------ SELECTED EXCERPT ------

Friday, June 7, 2013

I'm Sure the NSA Folks Are Very Nice But What About the Other Government Guys Who Will Sift Through Our Data

With the latest Obama scandal it seems pretty clear that the NSA is tracking what each of us do online, who we call and from where.  The two defenses of such an incredible breach of privacy without any probable cause are:

1.  It's perfectly legal
2.  The NSA is just sifting through metadata, looking for patterns, they don't really care about you.  Innocent Americans have nothing to fear.

And yes, it is all technically legal because of Section 215 of the Patriot Act.  The key text of this section reads:

The Director of the Federal Bureau of Investigation or a designee of the Director (whose rank shall be no lower than Assistant Special Agent in Charge) may make an application for an order requiring the production of any tangible things (including books, records, papers, documents, and other items) for an investigation to protect against international terrorism or clandestine intelligence activities, provided that such investigation of a United States person is not conducted solely upon the basis of activities protected by the first amendment to the Constitution.

So I guess somehow all of America is now "under investigation"?  I really don't think it was obvious when this section was written that the government would get carte blanche to sift through EVERY phone and electronic record looking for Al-Qaeda.  Clearly the interpretation of Obama's legal team is a bit of a stretch.  Even the guy who wrote the Patriot Act thinks so, calling the actions of the NSA "un-American".  At best from a legal standpoint, we are in a grey zone. 

I also think it's a bit of a cop out to say something is okay because it's legal.  Slavery was legal here. So were Jim Crow laws.  Hitler took power through legal parliamentary procedures and passed his Nuremburg laws the same way (my apologies to Godwin).  When 2000 page bills are passed without people reading them, of course the government can find some subsection of some law to say they are allowed to do what they are doing. 

Also laws don't mean much when there isn't oversight to make sure they aren't abused.  Oh there is oversight of the Patriot Act?  By whom?  It's always other members of government.  The problem with that is, as long as they are part of the same broader organization, they are never truly independent.  There is always some way to pressure them to rule the way you want. So the legal justification really only goes so far.  I think what is more important would be whether a reasonable person would think it is right or wrong and I'm pretty sure that the government acting like Big Brother would not be viewed as right by reasonable Americans.

------

Write out the post on NSA data tracking from "Friday, June 7, 2013" to "nothing to fear.".

------ LISTED ENTRIES ------

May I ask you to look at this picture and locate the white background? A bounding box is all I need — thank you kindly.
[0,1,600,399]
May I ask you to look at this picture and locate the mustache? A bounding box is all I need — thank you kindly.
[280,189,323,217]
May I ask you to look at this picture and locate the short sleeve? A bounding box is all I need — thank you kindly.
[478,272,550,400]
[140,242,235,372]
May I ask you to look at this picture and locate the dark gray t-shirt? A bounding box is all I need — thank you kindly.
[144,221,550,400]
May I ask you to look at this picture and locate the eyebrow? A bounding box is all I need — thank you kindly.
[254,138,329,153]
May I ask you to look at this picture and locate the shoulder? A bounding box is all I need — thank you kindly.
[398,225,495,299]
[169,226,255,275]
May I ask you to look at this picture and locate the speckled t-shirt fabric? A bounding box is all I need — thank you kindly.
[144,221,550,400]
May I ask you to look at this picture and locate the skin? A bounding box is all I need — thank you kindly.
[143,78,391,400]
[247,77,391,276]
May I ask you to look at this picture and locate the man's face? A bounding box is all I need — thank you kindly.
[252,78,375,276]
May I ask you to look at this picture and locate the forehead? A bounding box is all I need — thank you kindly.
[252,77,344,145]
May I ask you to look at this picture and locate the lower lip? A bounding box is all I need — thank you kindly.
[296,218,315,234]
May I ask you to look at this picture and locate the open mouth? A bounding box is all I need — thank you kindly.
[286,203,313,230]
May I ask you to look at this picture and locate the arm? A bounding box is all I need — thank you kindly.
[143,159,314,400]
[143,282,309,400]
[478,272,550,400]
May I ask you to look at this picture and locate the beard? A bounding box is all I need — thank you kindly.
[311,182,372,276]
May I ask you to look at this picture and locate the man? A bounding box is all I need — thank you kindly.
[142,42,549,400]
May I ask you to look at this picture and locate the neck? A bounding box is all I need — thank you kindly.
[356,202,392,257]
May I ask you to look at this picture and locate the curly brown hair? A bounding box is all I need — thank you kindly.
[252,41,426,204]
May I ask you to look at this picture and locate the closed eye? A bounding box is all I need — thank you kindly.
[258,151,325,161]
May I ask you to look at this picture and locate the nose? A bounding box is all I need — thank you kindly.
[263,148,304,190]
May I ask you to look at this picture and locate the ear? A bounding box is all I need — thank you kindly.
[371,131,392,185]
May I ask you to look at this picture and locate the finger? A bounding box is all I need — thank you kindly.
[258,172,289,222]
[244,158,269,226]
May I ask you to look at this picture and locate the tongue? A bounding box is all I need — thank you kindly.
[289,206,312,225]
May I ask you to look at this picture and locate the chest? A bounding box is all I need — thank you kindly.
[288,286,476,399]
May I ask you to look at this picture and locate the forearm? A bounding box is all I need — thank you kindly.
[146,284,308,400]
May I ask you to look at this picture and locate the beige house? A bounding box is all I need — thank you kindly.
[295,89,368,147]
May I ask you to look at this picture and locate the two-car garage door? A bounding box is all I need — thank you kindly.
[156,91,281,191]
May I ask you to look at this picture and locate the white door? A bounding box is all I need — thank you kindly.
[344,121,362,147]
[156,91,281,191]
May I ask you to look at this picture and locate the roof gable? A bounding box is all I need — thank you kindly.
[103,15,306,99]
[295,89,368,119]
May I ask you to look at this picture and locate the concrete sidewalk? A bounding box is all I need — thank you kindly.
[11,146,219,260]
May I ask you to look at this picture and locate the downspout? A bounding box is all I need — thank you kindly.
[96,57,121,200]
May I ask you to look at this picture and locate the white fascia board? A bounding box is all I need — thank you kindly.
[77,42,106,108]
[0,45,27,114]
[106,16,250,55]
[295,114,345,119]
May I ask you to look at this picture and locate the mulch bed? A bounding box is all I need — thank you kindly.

------

**FINISHED EXERCISE**
Friday, June 7, 2013

I'm Sure the NSA Folks Are Very Nice But What About the Other Government Guys Who Will Sift Through Our Data

With the latest Obama scandal it seems pretty clear that the NSA is tracking what each of us do online, who we call and from where.  The two defenses of such an incredible breach of privacy without any probable cause are:

1.  It's perfectly legal
2.  The NSA is just sifting through metadata, looking for patterns, they don't really care about you.  Innocent Americans have nothing to fear.